Ejercicio A → ¿Puedes poner en una lista JSON de cadenas, una por cada línea y sin líneas en blanco, solo las entradas que van desde la línea que contiene "The component shall point out each instance of the cloud" hasta el final de las entradas, ambos extremos incluidos?

Fragmento del documento →
Esta noche es Nochebuena

¿Qué puedo decirles hoy? Mi nene, mi Joaquín, el bebé de mi alma, está aquí con nosotros. Ha llegado con su Julieta ayer a la tarde, y mientras él esté aquí yo podré decir que esta es mi casa, nuestra casa. Mi Joaco está en casa.
Pero tengo poco tiempo porque estoy aprovechando que se fueron todos a hacer compritas de último momento, y en cuanto vuelvan me pasará como a la Cenicienta: la carroza se me convertirá en calabaza. A mí, en realidad, se me convertirá la computadora en un lugar prohibido. Así que como esta noche es Nochebuena, como esta noche celebraremos como millones en el mundo entero que nos ha nacido un Mesías, que vino para salvarnos (que no para juzgarnos, no; de eso ya nos ocupamos los unos con los otros, con la dureza y la intransigencia de demonios, no de dioses) a los vivos y a los muertos, sólo puedo decirles feliz navidad. Feliz navidad. Para todos, feliz navidad.

15 diciembre 2005

Las uvas de la Noche Vieja

Cuando yo era chica (no tan chica, en realidad ya bastante grandulona, pero ahora que me voy poniendo vieja me recuerdo a mí misma entonces y me parece que era una niña. La comparación, vio?) y durante muchos años, pasábamos la fiesta de fin de año en un restaurante de Mar del Plata que se llamaba Los Vascos. Era chiquito y con aspecto de bodegón, y estaba regenteado por su dueño, un vasco viejo y también chiquito que le sacaba jugo al negocio a un lado y otro del Atlántico: los veranos australes allá, los inviernos australes acá. Allí año tras año aprendí a tragar uvas al ritmo de las doce campanadas, tradición española que en mi casa nunca se había seguido. O para decirlo mejor: a llenarme la boca de uvas a medio masticar hasta terminar atragantada de uvas y con una cierta sensación de inutilidad y de infortunio. Lo uno porque al terminar la ceremonia siempre descubría que la única infeliz de todo el restaurante que no podía ni besar a la familia, los cachetes inflados de pellejos y semillas y carnosidades de uvas, era aquí la servidora. Lo otro porque las uvas tragadas supuestamente tenían el poder de otorgarle buenos designios a cada uno de los meses del año que empezaba. Así que siempre me esforzaba en recordar en qué mes había empezado yo a acumular frutitas en la boca (¿el 4? ¿el 5? seguramente no más que eso) sin poder tragármelas, para ir previendo a qué altura del año me llegaría la tan temida mala fortuna.

Material proporcionado →

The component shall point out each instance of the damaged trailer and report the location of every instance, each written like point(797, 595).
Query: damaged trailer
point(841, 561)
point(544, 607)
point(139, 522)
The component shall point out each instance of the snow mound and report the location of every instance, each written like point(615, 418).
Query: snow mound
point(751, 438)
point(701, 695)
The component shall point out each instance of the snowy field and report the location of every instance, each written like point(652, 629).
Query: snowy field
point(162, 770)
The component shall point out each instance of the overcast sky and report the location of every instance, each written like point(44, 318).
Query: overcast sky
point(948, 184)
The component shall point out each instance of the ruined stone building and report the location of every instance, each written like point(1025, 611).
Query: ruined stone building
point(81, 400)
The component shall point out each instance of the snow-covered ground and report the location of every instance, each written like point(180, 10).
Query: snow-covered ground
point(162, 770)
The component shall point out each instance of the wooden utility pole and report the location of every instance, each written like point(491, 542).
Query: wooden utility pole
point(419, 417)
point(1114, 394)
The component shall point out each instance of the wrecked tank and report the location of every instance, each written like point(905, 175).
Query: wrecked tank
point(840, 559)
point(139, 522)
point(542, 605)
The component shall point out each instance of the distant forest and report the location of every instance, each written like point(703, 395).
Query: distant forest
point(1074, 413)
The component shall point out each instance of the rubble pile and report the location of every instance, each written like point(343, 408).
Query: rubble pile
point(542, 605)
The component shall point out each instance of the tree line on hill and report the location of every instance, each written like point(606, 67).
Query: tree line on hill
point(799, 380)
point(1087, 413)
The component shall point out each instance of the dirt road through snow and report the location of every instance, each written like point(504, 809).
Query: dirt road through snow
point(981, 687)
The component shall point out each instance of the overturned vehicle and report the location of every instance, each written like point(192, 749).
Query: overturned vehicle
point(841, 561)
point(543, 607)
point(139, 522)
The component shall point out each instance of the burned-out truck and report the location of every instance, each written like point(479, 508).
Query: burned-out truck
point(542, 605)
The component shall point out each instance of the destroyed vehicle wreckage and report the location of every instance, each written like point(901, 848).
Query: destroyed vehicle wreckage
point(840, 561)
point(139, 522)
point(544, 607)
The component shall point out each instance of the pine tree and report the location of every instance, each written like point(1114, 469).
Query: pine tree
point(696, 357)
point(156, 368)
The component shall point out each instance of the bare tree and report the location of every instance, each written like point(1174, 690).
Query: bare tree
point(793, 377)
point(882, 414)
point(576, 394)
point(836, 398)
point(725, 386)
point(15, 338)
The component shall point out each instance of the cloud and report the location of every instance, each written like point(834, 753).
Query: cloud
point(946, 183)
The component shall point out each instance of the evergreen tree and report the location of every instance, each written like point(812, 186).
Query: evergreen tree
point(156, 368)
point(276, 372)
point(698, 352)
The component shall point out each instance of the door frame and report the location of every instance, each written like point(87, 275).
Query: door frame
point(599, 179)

Ejercicio B → ¿Qué partes de las uvas nombra el fragmento como lo que inflaba los cachetes al terminar las doce campanadas? Enuméralas todas.

Resultado del ejercicio A →
[
  "The component shall point out each instance of the cloud and report the location of every instance, each written like point(834, 753).",
  "Query: cloud",
  "point(946, 183)",
  "The component shall point out each instance of the evergreen tree and report the location of every instance, each written like point(812, 186).",
  "Query: evergreen tree",
  "point(156, 368)",
  "point(276, 372)",
  "point(698, 352)",
  "The component shall point out each instance of the door frame and report the location of every instance, each written like point(87, 275).",
  "Query: door frame",
  "point(599, 179)"
]

Resultado del ejercicio B → Pellejos, semillas y carnosidades de uvas.